Start of MATERIAL PROVIDED
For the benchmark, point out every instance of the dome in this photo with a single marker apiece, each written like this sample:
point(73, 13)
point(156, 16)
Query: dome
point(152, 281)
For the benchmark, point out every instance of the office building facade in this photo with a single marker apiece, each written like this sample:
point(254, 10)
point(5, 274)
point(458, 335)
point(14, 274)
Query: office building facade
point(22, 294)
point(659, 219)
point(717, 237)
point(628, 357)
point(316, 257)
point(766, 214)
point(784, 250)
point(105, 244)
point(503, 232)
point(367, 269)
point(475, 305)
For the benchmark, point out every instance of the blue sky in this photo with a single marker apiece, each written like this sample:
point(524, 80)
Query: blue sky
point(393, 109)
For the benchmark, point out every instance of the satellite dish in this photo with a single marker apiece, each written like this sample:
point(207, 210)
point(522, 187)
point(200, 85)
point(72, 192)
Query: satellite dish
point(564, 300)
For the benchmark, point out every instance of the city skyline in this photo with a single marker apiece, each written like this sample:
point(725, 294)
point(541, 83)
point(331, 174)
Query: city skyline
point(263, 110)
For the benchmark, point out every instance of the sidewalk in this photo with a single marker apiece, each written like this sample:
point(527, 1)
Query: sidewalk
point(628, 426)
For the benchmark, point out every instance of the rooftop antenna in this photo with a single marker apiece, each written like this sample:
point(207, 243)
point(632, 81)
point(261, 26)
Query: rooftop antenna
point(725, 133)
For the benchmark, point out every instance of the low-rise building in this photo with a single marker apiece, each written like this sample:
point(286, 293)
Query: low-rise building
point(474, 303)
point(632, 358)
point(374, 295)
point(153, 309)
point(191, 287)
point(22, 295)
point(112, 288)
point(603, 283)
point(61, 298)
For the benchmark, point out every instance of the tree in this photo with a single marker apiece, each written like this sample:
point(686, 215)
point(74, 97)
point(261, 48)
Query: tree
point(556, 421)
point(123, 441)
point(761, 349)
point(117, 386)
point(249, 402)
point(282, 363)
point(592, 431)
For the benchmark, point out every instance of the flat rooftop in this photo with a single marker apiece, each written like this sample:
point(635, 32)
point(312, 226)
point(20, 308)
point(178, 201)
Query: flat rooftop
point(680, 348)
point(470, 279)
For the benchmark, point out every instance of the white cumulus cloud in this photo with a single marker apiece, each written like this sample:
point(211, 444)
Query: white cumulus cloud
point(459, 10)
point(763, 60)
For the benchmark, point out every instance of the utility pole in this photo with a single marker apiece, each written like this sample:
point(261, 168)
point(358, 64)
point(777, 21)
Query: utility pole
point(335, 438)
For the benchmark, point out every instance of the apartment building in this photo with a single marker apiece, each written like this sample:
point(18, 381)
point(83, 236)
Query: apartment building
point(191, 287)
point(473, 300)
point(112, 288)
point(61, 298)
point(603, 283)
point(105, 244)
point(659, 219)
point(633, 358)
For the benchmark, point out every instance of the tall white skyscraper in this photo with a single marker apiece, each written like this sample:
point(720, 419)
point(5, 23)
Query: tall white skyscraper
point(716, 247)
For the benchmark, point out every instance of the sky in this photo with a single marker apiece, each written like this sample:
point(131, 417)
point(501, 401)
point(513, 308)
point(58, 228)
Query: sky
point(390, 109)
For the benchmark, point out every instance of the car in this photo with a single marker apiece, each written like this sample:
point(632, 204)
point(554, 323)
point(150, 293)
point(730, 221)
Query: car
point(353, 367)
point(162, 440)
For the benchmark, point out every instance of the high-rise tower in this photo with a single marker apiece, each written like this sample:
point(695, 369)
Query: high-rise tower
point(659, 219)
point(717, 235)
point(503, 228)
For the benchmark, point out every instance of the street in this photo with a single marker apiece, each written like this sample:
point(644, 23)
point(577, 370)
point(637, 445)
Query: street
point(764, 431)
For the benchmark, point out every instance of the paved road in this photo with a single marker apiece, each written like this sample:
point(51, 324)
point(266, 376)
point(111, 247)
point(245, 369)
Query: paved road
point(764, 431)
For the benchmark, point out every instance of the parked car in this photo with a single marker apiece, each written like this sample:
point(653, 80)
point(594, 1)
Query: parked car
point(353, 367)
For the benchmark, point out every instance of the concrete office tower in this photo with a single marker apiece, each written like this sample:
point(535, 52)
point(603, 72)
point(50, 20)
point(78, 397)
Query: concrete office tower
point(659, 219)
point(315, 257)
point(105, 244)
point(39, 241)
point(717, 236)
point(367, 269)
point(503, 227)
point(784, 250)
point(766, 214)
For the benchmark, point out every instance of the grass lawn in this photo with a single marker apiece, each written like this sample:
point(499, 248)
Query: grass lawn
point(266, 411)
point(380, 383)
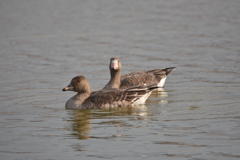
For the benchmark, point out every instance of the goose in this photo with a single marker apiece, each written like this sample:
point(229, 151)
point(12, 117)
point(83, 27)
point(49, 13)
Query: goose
point(133, 79)
point(111, 98)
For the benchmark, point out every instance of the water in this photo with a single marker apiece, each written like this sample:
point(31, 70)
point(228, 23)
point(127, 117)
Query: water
point(43, 44)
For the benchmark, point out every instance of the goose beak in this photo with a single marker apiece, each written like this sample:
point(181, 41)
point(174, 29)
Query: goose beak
point(114, 64)
point(68, 88)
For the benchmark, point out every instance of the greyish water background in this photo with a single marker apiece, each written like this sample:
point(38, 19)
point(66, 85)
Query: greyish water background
point(43, 44)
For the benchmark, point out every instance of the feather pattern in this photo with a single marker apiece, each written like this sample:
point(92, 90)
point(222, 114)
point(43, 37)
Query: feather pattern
point(140, 78)
point(112, 98)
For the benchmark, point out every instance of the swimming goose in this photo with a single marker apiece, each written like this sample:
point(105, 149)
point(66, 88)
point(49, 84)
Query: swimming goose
point(156, 76)
point(112, 98)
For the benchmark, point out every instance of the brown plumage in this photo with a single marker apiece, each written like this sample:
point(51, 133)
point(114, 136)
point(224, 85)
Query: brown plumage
point(111, 98)
point(156, 76)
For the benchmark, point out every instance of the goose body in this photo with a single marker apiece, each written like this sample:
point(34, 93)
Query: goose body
point(111, 98)
point(156, 76)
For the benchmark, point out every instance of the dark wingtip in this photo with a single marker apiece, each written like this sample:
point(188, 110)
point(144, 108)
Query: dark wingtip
point(169, 70)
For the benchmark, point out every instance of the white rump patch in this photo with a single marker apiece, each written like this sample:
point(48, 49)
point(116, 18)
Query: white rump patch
point(162, 82)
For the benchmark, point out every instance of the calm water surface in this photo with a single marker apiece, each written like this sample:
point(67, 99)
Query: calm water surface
point(43, 44)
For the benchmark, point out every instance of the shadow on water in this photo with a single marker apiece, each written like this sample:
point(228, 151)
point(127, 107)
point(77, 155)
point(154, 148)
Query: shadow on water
point(82, 120)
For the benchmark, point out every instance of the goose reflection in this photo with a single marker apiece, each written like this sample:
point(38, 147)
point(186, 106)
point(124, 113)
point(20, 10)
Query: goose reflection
point(82, 120)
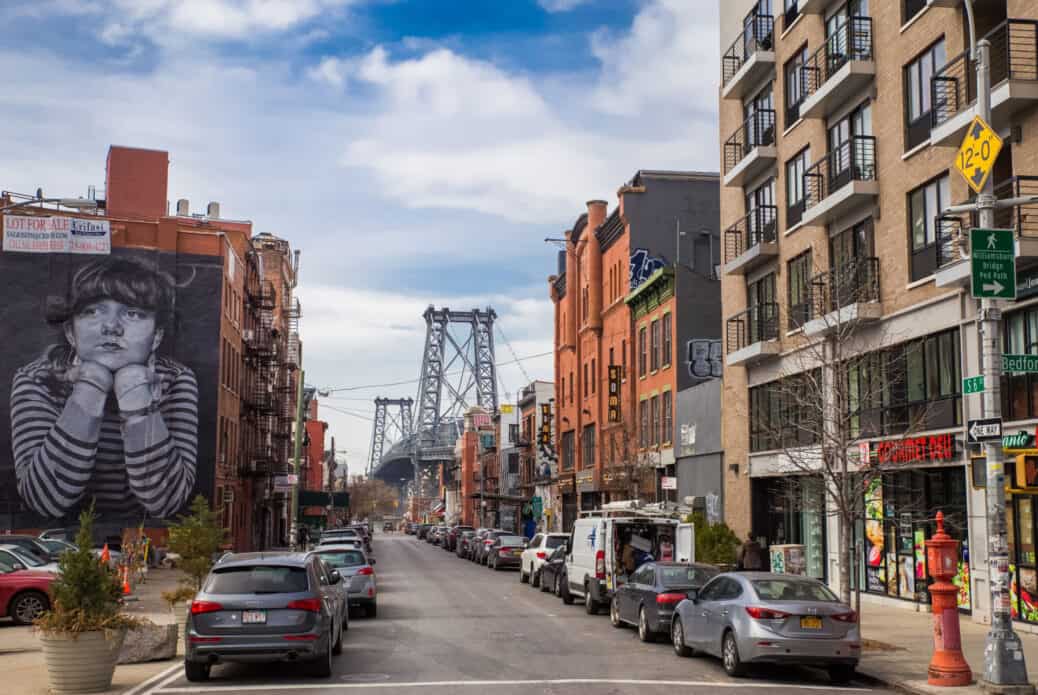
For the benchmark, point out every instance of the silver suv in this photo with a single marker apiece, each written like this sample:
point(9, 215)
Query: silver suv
point(263, 607)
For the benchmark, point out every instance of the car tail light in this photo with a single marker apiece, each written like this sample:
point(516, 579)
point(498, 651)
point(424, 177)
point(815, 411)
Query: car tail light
point(759, 613)
point(312, 605)
point(205, 607)
point(849, 616)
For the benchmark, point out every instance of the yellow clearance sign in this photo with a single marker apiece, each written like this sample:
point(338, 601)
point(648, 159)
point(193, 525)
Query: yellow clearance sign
point(976, 157)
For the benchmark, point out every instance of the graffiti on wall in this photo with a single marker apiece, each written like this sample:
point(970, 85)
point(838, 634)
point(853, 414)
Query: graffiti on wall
point(107, 389)
point(705, 359)
point(643, 266)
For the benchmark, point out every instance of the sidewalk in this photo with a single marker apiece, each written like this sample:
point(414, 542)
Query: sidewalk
point(899, 644)
point(22, 659)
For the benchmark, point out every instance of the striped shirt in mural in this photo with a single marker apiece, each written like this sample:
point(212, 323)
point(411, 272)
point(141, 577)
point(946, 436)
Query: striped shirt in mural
point(141, 464)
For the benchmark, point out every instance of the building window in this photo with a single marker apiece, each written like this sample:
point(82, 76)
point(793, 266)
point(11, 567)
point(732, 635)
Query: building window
point(644, 423)
point(795, 86)
point(588, 446)
point(667, 346)
point(925, 204)
point(799, 289)
point(654, 344)
point(794, 186)
point(666, 436)
point(918, 75)
point(643, 352)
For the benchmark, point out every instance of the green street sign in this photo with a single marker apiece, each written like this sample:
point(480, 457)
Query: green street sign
point(1028, 363)
point(973, 385)
point(992, 263)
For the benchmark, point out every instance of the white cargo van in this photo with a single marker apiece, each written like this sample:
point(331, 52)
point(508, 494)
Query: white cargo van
point(595, 560)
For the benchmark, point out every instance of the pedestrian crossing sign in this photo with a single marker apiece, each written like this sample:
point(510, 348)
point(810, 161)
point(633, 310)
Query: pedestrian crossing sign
point(977, 155)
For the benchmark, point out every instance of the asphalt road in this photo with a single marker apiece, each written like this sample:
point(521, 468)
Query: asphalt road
point(446, 627)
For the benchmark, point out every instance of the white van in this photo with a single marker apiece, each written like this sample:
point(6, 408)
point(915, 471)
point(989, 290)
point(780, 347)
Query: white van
point(599, 540)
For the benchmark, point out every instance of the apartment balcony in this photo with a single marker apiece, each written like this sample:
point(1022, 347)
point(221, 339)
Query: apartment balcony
point(839, 70)
point(1014, 83)
point(753, 335)
point(749, 58)
point(840, 182)
point(953, 245)
point(752, 241)
point(750, 150)
point(844, 298)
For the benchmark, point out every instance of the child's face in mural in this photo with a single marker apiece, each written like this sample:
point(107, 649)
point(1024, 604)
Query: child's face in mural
point(113, 334)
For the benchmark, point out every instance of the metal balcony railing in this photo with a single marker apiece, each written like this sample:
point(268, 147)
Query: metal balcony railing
point(853, 282)
point(757, 324)
point(1014, 56)
point(852, 40)
point(758, 34)
point(755, 228)
point(852, 160)
point(757, 131)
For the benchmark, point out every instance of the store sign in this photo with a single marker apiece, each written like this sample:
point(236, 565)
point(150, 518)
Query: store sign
point(613, 393)
point(916, 449)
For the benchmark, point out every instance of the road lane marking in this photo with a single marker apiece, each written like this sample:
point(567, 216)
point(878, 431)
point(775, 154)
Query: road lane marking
point(488, 684)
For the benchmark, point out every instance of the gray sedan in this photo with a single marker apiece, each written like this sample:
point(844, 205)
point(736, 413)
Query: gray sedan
point(761, 617)
point(263, 607)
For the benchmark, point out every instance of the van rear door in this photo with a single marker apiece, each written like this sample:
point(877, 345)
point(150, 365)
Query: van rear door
point(684, 543)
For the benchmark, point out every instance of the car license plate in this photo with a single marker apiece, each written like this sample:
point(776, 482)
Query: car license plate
point(253, 617)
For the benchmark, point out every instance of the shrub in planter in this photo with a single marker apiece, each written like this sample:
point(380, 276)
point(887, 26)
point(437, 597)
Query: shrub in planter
point(83, 631)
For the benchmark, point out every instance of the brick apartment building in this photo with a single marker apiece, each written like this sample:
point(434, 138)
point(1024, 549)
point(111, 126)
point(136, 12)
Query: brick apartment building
point(839, 126)
point(622, 277)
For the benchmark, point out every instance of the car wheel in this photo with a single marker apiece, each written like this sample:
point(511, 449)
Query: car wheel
point(678, 639)
point(645, 634)
point(730, 656)
point(195, 671)
point(841, 673)
point(615, 613)
point(27, 606)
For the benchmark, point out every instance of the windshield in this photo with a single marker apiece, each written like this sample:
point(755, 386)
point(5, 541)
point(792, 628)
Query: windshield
point(792, 589)
point(256, 579)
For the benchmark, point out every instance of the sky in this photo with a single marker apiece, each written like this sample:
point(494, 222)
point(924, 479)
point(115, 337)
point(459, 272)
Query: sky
point(416, 151)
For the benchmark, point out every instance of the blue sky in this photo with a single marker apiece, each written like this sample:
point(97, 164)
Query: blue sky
point(416, 151)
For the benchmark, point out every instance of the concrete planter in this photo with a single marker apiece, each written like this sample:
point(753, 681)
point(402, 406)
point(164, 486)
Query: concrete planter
point(81, 663)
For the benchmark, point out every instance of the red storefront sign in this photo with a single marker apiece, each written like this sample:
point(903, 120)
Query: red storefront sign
point(916, 449)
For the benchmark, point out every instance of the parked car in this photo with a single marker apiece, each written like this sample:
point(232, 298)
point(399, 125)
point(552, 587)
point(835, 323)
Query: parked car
point(263, 607)
point(649, 596)
point(536, 554)
point(757, 617)
point(29, 560)
point(506, 551)
point(358, 575)
point(552, 570)
point(24, 593)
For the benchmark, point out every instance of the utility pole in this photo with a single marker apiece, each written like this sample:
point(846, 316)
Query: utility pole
point(297, 464)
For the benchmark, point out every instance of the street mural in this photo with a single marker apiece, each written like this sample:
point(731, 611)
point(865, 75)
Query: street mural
point(109, 383)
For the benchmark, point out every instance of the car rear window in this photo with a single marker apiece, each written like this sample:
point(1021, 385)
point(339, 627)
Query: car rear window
point(257, 579)
point(685, 576)
point(344, 558)
point(792, 589)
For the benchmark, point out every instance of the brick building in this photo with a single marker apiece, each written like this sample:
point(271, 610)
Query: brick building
point(839, 127)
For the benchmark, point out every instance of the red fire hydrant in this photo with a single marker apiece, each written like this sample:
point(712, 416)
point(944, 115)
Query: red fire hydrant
point(948, 666)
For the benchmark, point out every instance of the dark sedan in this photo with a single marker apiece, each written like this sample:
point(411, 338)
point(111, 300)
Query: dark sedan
point(552, 570)
point(506, 551)
point(649, 598)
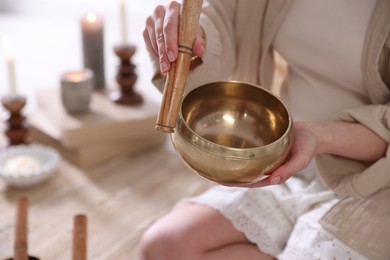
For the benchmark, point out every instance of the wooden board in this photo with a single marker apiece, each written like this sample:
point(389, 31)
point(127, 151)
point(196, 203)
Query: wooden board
point(106, 122)
point(96, 154)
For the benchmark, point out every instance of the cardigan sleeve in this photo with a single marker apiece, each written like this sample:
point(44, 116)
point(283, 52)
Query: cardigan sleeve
point(355, 178)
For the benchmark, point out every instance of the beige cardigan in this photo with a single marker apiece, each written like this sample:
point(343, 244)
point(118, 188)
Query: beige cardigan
point(362, 219)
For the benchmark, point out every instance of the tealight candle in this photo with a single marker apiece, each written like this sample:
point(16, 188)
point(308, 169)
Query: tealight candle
point(76, 90)
point(10, 59)
point(93, 47)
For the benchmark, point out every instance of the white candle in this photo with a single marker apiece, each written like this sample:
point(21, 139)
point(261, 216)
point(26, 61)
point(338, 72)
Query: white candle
point(123, 20)
point(10, 59)
point(93, 47)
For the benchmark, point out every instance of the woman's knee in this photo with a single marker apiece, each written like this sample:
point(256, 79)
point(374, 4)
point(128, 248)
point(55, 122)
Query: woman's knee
point(168, 238)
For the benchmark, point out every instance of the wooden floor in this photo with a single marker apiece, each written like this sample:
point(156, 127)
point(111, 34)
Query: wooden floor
point(120, 198)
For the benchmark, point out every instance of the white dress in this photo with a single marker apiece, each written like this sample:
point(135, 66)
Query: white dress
point(322, 41)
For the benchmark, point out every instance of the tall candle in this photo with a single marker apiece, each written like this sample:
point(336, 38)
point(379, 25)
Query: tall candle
point(123, 20)
point(76, 90)
point(93, 47)
point(10, 60)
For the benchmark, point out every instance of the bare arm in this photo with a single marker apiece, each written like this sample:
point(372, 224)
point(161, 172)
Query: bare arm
point(351, 140)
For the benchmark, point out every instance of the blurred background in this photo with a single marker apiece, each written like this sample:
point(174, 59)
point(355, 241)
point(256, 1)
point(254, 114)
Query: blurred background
point(46, 39)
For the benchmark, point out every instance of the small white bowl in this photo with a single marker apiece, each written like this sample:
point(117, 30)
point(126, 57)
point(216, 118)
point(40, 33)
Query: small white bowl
point(24, 166)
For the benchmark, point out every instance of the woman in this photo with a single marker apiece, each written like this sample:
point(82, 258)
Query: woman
point(330, 199)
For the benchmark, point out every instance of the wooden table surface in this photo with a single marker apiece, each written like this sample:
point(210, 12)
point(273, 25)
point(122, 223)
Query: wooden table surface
point(120, 198)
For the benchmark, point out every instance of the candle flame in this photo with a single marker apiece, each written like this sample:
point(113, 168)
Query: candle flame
point(91, 17)
point(7, 45)
point(76, 78)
End of MATERIAL PROVIDED
INSTRUCTIONS TO FOLLOW: Copy the records line for line, starting at the line that contains "For the benchmark, point out every instance of the woman's" and ending at the line that contains "point(322, 41)", with both of those lines included.

RESULT BELOW:
For the benchmark, point out every instance of the woman's knee in this photo with a single marker apiece, each written like this sample:
point(256, 79)
point(374, 4)
point(128, 248)
point(55, 122)
Query: woman's knee
point(168, 238)
For the benchmark, point out every instance of the wooden floor in this photo with a single marker apiece, each written like this sample:
point(156, 127)
point(111, 34)
Query: wooden floor
point(120, 198)
For the benchmark, point out every instance of the white dress in this photo with a single marker apiece, each written like this sample:
point(135, 66)
Query: white dress
point(322, 41)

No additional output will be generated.